▶ **About this exercise**
Exactly as they stand, give the records below again, with no images.
[Supplied entries Boundary: Start]
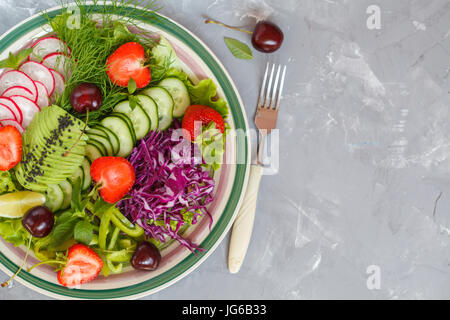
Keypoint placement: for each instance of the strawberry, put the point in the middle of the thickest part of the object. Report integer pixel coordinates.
(204, 115)
(10, 147)
(126, 63)
(116, 176)
(82, 265)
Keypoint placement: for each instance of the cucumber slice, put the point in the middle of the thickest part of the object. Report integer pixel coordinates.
(99, 146)
(92, 152)
(179, 93)
(139, 118)
(112, 137)
(163, 51)
(104, 141)
(129, 123)
(78, 173)
(151, 109)
(97, 131)
(66, 188)
(86, 166)
(54, 197)
(123, 132)
(165, 103)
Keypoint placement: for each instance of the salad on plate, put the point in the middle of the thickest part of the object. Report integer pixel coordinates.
(107, 147)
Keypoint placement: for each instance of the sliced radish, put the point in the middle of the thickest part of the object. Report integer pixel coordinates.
(12, 122)
(28, 107)
(15, 78)
(43, 97)
(14, 108)
(45, 46)
(18, 91)
(39, 72)
(60, 84)
(6, 112)
(58, 62)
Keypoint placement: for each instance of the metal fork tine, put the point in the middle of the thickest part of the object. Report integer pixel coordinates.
(263, 86)
(281, 88)
(269, 87)
(275, 87)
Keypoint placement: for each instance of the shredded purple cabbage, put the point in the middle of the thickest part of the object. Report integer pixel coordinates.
(170, 185)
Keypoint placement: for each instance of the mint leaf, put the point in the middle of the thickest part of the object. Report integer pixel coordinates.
(121, 32)
(83, 232)
(204, 93)
(239, 49)
(101, 205)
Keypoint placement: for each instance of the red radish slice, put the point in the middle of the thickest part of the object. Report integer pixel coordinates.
(17, 78)
(18, 91)
(43, 97)
(29, 109)
(12, 122)
(58, 62)
(60, 84)
(39, 72)
(45, 46)
(6, 112)
(13, 106)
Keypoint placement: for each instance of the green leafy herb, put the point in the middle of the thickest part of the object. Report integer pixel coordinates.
[Supplied entries Boundary: End]
▶ **Result for this task**
Keypoint placement: for each instance of the strawberry, put the point in the middle of the thickest part of the object. Report integer pixel coordinates.
(204, 115)
(10, 147)
(126, 63)
(116, 176)
(82, 265)
Keypoint placement: for each instance of the cucumber slice, put the point in the middle of the thickest part of the object. Report integer pixel coordinates.
(99, 146)
(92, 152)
(179, 93)
(139, 118)
(112, 137)
(163, 51)
(104, 141)
(129, 123)
(78, 173)
(151, 109)
(97, 131)
(66, 188)
(86, 166)
(54, 197)
(123, 132)
(165, 103)
Keypoint placement: for each instance of the salad on plate, put the point in the middle of the thickest part of the object. Report integer pixel coordinates.
(107, 147)
Keypoint placement: for each instance of the sliced radish, put the point in the middle of the thickest part of the object. Report integer pixel coordinates.
(12, 122)
(28, 107)
(15, 78)
(43, 97)
(14, 108)
(45, 46)
(18, 91)
(39, 72)
(60, 84)
(6, 112)
(58, 62)
Keypoint placement: for each instance of the metal fork tine, put the point in the middle of the thickest part of the object. Report integer pixel coordinates.
(263, 86)
(281, 88)
(269, 87)
(275, 87)
Keypoint placement: for each instance of the shredded purple cabbage, put the point in the middle of the thickest part of the object. Report integer pixel coordinates.
(170, 185)
Keypoint placement: for each instance of the mint leaf, put the point in the middle of the thickest part of the object. Report integer pixel coordinates.
(121, 32)
(83, 232)
(204, 93)
(239, 49)
(101, 205)
Keypoint placement: for each instance of the red radish slice, put the point in the middle of the thickest part of the object. Report integer pixel coordinates.
(17, 78)
(18, 91)
(43, 97)
(29, 109)
(12, 122)
(58, 62)
(60, 84)
(39, 72)
(45, 46)
(6, 112)
(13, 106)
Keypoint placement: for each instance of the green leafy herb, put the point in the middle of the thickest part of the object. Report integer pixel coordinates.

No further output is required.